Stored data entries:
====================
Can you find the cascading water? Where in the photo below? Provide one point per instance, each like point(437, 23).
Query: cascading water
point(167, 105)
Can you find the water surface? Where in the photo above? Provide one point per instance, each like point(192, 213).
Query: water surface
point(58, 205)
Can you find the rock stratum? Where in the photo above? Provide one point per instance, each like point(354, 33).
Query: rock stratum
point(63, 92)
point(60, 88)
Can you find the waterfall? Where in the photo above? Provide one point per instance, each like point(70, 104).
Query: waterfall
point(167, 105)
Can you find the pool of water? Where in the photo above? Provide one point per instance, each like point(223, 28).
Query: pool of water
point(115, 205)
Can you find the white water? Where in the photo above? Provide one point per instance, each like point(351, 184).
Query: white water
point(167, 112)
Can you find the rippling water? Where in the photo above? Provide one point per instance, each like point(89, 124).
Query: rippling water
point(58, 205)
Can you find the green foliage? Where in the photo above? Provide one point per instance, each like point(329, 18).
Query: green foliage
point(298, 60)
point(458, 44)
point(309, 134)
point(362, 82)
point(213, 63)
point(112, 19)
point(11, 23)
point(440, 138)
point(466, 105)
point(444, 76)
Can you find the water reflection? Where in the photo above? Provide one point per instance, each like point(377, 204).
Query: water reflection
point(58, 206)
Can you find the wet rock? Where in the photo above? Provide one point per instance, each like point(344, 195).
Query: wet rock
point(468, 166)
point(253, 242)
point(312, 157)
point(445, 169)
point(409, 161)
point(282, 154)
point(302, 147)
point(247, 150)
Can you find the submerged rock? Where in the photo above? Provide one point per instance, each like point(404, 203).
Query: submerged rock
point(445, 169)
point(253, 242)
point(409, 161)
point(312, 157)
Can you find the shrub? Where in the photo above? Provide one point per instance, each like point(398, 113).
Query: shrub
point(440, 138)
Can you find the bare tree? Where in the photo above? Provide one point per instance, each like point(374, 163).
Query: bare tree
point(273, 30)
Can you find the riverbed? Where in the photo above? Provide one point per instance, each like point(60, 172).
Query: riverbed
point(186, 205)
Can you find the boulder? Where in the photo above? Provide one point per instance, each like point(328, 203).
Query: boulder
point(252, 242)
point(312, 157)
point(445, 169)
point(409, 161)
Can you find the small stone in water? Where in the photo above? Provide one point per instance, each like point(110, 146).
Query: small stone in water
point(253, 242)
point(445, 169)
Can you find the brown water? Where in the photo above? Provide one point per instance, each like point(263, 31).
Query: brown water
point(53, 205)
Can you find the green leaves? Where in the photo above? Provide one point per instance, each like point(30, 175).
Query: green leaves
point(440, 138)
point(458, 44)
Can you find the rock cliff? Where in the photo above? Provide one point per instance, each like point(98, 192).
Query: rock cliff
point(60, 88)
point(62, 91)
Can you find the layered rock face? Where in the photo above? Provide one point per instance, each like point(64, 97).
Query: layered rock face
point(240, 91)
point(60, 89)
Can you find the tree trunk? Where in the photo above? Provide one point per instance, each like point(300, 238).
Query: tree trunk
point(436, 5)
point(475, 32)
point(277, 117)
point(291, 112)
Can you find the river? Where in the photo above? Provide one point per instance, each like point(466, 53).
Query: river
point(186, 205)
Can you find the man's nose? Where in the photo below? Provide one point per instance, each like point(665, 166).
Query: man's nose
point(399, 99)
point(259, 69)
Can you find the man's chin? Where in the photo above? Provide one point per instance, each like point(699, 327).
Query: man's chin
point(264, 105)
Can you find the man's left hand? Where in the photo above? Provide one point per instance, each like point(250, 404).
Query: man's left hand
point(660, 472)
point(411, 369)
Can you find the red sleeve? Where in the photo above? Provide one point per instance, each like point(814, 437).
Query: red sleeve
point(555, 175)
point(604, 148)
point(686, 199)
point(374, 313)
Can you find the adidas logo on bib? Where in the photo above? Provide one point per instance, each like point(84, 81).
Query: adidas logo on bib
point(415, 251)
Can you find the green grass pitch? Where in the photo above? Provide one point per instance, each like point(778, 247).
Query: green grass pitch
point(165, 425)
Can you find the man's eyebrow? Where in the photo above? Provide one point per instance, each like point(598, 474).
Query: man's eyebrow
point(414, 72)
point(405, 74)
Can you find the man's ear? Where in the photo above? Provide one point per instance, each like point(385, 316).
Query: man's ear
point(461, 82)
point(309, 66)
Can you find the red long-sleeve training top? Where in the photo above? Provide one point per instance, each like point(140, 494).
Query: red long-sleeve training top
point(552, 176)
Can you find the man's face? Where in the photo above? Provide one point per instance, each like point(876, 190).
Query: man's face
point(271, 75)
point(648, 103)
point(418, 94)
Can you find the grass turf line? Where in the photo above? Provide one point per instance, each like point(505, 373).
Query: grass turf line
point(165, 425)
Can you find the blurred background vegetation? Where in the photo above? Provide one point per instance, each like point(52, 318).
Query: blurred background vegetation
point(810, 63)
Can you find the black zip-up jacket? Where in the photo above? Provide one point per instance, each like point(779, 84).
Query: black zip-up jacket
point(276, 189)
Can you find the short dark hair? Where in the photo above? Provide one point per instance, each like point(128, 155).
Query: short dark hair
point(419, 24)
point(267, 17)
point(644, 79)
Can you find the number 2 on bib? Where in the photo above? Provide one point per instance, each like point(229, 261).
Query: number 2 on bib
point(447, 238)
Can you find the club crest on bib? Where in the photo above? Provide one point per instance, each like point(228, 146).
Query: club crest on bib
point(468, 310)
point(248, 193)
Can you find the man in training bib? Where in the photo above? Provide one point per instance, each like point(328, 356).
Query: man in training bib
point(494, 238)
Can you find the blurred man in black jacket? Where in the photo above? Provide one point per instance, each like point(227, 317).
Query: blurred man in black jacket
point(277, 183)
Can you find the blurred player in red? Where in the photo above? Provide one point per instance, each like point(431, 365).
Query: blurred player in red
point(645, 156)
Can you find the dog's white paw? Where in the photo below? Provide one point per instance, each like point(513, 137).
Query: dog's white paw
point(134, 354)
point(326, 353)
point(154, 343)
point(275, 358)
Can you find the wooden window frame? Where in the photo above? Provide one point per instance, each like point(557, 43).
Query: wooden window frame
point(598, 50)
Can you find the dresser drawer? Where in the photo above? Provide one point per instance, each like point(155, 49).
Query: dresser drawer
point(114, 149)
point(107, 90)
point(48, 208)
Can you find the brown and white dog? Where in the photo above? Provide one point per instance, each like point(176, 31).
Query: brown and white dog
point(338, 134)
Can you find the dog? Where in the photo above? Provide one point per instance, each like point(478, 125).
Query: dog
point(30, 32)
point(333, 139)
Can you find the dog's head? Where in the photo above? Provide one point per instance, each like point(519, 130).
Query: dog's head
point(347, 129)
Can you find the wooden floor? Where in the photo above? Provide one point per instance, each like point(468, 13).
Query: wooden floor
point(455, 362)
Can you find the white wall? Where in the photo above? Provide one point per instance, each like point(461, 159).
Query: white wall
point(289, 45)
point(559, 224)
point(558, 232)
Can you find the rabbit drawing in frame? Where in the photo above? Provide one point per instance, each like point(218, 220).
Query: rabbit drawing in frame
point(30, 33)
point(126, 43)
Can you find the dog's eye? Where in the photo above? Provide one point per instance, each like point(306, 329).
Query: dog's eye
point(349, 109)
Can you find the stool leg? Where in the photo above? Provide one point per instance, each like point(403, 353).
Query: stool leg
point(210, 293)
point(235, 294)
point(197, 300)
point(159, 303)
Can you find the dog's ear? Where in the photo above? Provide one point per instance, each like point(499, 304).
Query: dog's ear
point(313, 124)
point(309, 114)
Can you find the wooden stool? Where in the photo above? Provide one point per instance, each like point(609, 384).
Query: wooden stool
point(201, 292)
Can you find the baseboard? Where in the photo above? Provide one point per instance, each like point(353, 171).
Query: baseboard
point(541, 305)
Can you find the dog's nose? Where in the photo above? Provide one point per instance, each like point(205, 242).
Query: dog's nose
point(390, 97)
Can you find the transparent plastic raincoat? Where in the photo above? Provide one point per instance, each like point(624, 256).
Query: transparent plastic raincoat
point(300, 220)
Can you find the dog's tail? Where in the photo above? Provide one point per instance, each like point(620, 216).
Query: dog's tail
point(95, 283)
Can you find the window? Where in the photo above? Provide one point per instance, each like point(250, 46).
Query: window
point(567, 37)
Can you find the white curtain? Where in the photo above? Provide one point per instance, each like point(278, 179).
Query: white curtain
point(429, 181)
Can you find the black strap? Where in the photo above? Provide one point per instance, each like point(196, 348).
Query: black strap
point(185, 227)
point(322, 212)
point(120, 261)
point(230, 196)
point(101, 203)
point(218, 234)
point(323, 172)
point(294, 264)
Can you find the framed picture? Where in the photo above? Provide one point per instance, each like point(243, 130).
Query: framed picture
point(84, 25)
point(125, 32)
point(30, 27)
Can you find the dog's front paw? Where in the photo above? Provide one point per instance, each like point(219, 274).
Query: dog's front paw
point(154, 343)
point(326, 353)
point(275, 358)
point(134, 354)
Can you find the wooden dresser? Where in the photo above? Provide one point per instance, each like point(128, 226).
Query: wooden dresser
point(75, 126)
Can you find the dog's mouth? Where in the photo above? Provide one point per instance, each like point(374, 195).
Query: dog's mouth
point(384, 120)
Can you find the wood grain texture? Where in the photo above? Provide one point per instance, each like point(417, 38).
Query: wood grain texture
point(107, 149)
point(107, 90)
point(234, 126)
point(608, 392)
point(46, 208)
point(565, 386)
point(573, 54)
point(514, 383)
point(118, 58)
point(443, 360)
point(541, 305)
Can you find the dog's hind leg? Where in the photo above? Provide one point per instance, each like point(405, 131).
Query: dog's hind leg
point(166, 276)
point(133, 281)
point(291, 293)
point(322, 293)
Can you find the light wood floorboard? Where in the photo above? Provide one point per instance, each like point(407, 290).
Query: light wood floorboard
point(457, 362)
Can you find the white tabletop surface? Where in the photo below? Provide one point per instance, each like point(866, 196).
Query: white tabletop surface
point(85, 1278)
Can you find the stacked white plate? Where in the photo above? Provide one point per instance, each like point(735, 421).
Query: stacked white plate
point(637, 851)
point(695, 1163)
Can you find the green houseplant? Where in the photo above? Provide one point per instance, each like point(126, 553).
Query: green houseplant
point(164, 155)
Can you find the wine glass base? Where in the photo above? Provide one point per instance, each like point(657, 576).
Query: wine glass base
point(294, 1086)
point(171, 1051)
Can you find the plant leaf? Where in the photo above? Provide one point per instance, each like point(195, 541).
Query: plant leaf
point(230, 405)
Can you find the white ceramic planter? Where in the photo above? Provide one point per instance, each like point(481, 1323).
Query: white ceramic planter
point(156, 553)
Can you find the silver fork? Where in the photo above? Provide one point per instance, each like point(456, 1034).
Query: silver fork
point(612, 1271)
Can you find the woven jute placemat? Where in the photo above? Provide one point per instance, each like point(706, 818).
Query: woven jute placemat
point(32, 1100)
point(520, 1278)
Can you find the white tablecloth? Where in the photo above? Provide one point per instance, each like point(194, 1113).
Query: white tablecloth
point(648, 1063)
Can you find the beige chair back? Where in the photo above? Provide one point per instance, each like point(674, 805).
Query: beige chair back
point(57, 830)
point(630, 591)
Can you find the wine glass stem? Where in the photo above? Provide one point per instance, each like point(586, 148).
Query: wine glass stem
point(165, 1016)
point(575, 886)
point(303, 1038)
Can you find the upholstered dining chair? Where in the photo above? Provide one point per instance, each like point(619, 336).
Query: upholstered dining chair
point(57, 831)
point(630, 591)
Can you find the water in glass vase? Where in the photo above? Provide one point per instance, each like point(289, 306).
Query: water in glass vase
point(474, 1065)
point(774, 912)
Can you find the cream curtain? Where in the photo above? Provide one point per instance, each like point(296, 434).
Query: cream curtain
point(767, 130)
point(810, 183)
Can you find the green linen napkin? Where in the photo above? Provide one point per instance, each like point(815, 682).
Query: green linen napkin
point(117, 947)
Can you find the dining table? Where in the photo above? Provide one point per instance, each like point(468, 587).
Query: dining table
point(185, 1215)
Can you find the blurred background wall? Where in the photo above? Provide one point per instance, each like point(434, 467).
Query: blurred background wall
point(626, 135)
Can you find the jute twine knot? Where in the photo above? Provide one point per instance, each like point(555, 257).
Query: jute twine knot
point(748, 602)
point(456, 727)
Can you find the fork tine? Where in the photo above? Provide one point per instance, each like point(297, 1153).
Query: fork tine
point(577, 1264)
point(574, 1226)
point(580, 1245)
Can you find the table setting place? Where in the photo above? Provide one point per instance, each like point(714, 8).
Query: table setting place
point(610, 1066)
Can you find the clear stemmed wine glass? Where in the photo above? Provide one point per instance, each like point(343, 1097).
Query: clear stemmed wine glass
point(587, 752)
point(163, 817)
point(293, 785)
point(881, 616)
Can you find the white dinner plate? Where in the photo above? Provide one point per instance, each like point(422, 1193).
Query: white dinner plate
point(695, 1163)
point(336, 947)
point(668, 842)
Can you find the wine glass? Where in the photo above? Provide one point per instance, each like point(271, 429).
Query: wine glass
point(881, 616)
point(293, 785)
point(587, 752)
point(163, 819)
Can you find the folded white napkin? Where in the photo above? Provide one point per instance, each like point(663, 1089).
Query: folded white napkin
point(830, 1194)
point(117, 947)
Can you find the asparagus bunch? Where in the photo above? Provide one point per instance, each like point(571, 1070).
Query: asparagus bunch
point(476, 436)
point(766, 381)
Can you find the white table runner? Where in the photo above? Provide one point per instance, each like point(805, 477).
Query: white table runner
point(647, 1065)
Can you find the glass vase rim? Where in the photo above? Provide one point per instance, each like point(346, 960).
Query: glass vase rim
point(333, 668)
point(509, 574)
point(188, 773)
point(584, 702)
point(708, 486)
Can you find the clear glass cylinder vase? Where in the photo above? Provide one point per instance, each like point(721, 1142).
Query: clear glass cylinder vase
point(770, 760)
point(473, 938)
====================
EXERCISE DETAILS -> Tell me how many lines of the records include the word "below", replying with the number alone.

OUTPUT FOR THIS EXERCISE -> 4